Batik, siapa yang tidak mengenalnya sebagai warisan budaya yang secara turun temurun diberikan nenek moyang kita. Dalam hal ini, saya mengetahui batik dari ibu saya uyang menghadiahkan berbagai kain batik saat saya melahirkan anak pertama, dan tentu saja dari pelajaran disekolah tentang budaya bangsa Indonesia. Minimal, para remaja tahu batik itu apa, walaupun tidak mengenl secara rinci nama-nama motif yang ada. Jangankan para remaja, saya yang sudah punya dua anak ini pun tak mengenal banyak nama-nama motif batik yang ada.
Oleh karena itu, ketika ada kesempatan mengikuti workshop tentang batik, saya pun segera mendaftarkan diri untuk ikut serta. Apalagi temanya tentang Batik Tangerang Selatan (Tangsel) dimana saya pun berdomisili di Tangsel. Saya tak ingin menyia-nyiakan kesempatan untuk memperluas pengetahuan saya tentang kain tradisional khas daerah yang ada di Indonesia. Sebagai ibu rumah tangga yang akan mentransfer ilmu ke anak-anak, saya tentu harus tetap upgradedong tentang berbagai hal.
Batik Khas Tangerang Selatan Sebagai Icon Kota Yang Memperhatikan Kearifan Lokal
Workshop dengan tema “Saatnya Batik Etnik Tangsel Memegang Kendali Menuju Go Internasional" ini bertempat di Gallery Sekar Purnama, Jalan Camat Pondok Aren nomor 6-8, Tangerang selatan. Workshop ini merupakan kerjasama Kompasiana dan Bank Danamon. Dimulai jam 9 pagi, acara ini dibuka dengan doa oleh Ketua Ketapels, Bapak Rifki Ferdiana Eh, ada yang belum tahu tentang Ketapels? Sekalian aja deh ya saya beritahu.
Ketapels itu adalah komunitas penulis Kompasiana yang berdomisili di Tangerang Selatan. Nama KETAPELS mengambil dari beberapa huruf dari “KompasianEr TAngselP(E)LuS”. Dibalik nama Ketapels, ada filosofi tentang kesederhanaan, kreativitas, kesederhanaan, murah (kegiatannya diusahakan tidak berbiaya), terarah, dan melesat. Aktivitas kegiatan KETAPELS berada di sekitar pengangkatan isu-isu regional daerah melalui blog Kompasiana, berbagi edukasi dalam kepenulisan dan blogging, menemukan dan melejitkan inspirator-inspirator daerah serta merekatkan ikatan persaudaraan sesama anggota.

KUTIPAN CATATAN »

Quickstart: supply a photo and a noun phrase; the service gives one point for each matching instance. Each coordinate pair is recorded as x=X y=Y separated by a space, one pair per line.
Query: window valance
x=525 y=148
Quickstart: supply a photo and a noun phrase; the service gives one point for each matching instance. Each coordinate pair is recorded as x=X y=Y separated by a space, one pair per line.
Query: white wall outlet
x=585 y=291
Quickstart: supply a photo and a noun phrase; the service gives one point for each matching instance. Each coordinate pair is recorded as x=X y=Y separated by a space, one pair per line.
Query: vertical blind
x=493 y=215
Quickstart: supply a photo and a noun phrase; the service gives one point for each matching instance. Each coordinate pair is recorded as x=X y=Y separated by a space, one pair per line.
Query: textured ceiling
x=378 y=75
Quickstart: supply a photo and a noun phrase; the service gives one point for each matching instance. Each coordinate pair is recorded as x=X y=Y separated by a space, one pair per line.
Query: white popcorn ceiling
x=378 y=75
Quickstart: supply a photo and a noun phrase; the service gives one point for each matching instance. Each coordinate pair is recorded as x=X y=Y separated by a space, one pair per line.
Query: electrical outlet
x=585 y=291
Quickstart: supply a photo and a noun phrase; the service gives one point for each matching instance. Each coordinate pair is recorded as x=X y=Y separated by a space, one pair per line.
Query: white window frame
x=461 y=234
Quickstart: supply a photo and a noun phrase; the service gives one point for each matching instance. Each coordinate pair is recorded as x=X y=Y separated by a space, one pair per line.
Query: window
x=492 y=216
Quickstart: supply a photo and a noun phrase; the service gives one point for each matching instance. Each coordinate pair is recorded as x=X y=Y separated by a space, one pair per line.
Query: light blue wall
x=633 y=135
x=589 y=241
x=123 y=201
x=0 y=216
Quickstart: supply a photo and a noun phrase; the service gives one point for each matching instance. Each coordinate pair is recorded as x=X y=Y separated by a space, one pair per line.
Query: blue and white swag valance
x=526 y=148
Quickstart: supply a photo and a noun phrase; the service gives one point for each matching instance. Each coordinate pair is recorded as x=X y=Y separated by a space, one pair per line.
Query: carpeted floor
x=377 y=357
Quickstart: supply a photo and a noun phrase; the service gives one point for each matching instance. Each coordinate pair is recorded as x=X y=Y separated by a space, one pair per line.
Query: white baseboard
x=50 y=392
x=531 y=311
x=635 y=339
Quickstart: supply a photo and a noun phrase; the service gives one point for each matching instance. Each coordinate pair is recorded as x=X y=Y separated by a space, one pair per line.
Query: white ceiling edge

TUGAS LATIHAN A »
Jawablah pertanyaan berikut berdasarkan teks tentang workshop batik.
(i) Di mana workshop tersebut diselenggarakan?
(ii) Siapa yang membuka acara dengan doa?
(iii) Selain dari pelajaran di sekolah, dari siapa penulis mengetahui batik?
TUGAS LATIHAN B »
Ganti "noun phrase" dengan "short description" pada catatan mulai dari baris pertama hingga baris yang memuat "x=525 y=148", lalu tuliskan kembali baris-baris tersebut. Bagian lainnya tidak boleh diubah.

JAWABAN LENGKAP A »
(i) Di Gallery Sekar Purnama, Jalan Camat Pondok Aren nomor 6-8, Tangerang Selatan.
(ii) Ketua Ketapels, Bapak Rifki Ferdiana.
(iii) Dari ibunya, yang menghadiahkan berbagai kain batik saat penulis melahirkan anak pertama.

JAWABAN LENGKAP B »
Quickstart: supply a photo and a short description; the service gives one point for each matching instance. Each coordinate pair is recorded as x=X y=Y separated by a space, one pair per line.
Query: window valance
x=525 y=148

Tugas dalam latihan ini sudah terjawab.